===== EXCERPTED TEXT =====

# MS trailers Kinect’s sign-language capability



## Ares (Nov 23, 2009)

*Microsoft trailers Kinect’s sign-language capability*

Microsoft has released a new video that showcases current-gen Kinect’s ability to understand sign-language and transcribe it into text. The tech is currently proficient in American and Chinese, but has the potential to extend to other languages.








Gaming Target reports that Microsoft Research has tested the tech at its lab in Beijing and had this to say about the breakthrough:

“Kinect, with its ability to provide depth information and color data simultaneously, makes it easier to track hand and body actions more accurately—and quickly. 

In this project—which is being shown during the demofest portion of faculty summit 2013, which brings more than 400 academic researchers to Microsoft headquarters to share insight into impactful research—the hand tracking leads to a process of 3-D motion-trajectory alignment and matching for individual words in sign language. 

“The words are generated via hand tracking by the Konect for Windows software and then normalized, and matching scores are computed to identify the most relevant candidates when a signed word is analyzed.”

It’s a big step for those with impaired hearing, and it could be a useful tool for opening up Xbox and Windows to all users, regardless of impairments. What do you think?

Source: VG24/7


----------



## Tonto (Jun 30, 2007)

I like being able to hear during games. I get a lot of clues from the soundtrack that I can't imagine signing being able to accomplish/portray without taking away from the game experience.

On the other hand I can see a use for the reverse...talking into the mic & the on screen character signing so the hearing impaired person can understand what you are saying. Anybody could sign this way.


----------

=====

- REQUIRED ACTIONS -
A. Reproduce the passage of the Kinect thread from "Microsoft has released" up to and including "to other languages.".
B. List every company, research group, and news outlet mentioned in the Kinect thread.

===== DATA RECORDS =====

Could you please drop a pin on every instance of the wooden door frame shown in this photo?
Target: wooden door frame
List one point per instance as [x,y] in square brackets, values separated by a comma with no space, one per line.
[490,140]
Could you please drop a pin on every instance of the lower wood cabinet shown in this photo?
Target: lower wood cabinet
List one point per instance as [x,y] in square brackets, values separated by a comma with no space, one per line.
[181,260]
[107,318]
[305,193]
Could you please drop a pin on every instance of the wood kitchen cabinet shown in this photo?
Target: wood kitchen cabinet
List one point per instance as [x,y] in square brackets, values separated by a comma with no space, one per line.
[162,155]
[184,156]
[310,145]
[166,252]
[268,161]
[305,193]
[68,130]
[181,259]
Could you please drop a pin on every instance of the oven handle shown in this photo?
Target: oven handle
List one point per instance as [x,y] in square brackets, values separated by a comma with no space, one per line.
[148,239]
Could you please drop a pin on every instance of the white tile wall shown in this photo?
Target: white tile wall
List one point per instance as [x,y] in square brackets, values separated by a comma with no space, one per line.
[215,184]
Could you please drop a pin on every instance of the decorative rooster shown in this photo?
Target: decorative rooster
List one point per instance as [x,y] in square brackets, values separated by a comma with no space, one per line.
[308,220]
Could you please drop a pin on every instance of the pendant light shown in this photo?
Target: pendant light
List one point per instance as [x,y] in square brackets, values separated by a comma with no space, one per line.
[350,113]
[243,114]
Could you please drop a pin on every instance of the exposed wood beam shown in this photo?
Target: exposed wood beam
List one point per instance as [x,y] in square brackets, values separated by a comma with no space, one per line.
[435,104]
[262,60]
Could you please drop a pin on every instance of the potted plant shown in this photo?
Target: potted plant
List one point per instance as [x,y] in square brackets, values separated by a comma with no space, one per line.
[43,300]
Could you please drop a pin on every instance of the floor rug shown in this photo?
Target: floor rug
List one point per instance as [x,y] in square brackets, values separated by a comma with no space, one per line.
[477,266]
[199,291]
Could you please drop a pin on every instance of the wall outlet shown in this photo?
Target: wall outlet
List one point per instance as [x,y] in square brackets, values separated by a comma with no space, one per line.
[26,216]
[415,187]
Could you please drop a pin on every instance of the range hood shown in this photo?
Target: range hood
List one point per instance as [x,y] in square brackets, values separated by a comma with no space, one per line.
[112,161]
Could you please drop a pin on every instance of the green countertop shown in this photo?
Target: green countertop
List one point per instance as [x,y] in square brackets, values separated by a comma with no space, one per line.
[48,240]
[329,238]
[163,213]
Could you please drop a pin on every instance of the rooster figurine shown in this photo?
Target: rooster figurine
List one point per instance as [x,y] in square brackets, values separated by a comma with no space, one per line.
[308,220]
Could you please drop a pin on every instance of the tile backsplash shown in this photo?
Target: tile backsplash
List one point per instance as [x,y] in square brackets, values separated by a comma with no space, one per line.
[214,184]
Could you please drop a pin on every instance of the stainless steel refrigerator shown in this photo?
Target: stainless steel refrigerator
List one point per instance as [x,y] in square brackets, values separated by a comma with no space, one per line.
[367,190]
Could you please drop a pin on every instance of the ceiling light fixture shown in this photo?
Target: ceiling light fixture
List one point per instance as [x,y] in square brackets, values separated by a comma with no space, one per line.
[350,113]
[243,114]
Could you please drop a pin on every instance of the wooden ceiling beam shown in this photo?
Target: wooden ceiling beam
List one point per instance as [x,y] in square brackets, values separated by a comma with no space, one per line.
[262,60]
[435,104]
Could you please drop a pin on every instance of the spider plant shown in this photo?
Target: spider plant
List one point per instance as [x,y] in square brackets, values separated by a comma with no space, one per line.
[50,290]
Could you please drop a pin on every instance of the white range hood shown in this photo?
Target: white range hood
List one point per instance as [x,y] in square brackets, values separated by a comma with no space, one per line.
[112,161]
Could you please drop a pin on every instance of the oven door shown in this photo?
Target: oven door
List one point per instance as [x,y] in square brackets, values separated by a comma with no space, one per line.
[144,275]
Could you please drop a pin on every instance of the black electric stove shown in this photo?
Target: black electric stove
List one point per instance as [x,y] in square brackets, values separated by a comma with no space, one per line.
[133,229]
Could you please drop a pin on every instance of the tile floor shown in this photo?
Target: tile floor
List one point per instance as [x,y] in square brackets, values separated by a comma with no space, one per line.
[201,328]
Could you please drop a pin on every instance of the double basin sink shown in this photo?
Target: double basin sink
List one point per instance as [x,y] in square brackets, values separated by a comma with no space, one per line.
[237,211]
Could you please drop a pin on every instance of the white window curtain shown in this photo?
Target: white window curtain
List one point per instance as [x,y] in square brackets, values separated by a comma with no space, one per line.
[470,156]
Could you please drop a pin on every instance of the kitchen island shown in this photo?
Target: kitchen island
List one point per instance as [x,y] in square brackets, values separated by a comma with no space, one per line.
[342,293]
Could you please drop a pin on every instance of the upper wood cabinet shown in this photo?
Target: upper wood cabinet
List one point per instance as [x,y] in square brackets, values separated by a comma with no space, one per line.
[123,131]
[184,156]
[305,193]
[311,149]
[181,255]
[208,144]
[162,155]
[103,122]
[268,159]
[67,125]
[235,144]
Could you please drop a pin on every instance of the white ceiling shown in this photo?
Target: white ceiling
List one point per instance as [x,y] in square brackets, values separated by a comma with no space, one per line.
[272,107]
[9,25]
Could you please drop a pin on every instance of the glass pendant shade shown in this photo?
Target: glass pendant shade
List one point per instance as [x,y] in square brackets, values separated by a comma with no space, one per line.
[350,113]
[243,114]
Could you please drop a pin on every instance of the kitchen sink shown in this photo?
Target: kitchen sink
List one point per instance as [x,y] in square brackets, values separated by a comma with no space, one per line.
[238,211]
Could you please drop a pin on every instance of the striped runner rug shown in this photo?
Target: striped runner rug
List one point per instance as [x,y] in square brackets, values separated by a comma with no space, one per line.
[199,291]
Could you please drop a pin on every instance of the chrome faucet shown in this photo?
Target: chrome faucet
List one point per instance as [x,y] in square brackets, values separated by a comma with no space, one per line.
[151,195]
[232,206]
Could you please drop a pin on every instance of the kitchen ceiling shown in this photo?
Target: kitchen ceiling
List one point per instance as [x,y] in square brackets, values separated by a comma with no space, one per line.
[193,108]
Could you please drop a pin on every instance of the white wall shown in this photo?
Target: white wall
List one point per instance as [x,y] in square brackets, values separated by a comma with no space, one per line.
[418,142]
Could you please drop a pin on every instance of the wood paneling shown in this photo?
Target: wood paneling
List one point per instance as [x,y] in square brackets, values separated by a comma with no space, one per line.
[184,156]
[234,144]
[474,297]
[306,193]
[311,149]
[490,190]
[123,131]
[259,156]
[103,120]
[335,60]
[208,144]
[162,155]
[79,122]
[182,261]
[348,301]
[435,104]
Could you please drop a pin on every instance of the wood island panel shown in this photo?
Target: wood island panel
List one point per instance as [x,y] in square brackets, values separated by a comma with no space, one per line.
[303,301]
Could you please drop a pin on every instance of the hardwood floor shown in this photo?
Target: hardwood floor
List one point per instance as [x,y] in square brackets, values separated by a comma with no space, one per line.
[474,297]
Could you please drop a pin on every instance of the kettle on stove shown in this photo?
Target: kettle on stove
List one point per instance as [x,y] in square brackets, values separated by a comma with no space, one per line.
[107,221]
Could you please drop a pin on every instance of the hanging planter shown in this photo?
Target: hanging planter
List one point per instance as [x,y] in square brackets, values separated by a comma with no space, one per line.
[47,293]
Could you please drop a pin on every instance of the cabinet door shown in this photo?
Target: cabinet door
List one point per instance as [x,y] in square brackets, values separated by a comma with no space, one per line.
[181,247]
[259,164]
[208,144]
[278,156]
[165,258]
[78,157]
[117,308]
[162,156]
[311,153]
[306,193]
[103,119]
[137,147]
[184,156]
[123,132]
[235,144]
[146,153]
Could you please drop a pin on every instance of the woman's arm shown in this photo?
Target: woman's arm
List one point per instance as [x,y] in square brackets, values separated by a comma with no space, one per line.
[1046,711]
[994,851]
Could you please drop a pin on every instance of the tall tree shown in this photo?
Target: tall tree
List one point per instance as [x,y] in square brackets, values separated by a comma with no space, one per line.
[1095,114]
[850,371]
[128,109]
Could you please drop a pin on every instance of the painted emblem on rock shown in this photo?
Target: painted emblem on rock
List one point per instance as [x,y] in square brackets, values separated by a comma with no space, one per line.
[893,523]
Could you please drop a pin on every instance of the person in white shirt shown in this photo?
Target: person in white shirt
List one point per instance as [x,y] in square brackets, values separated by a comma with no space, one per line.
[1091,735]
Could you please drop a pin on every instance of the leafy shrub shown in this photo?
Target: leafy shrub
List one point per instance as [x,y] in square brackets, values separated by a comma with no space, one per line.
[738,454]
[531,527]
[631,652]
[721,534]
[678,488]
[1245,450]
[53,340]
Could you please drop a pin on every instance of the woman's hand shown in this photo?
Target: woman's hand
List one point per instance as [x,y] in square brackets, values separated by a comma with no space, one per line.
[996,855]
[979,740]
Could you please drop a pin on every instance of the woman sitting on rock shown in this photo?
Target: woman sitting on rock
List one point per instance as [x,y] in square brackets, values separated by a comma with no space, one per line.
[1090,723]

=====

- ANSWERS FOR THE EXERCISE -
A.
Microsoft has released a new video that showcases current-gen Kinect’s ability to understand sign-language and transcribe it into text. The tech is currently proficient in American and Chinese, but has the potential to extend to other languages.

B.
- Microsoft
- Microsoft Research
- Gaming Target
- VG24/7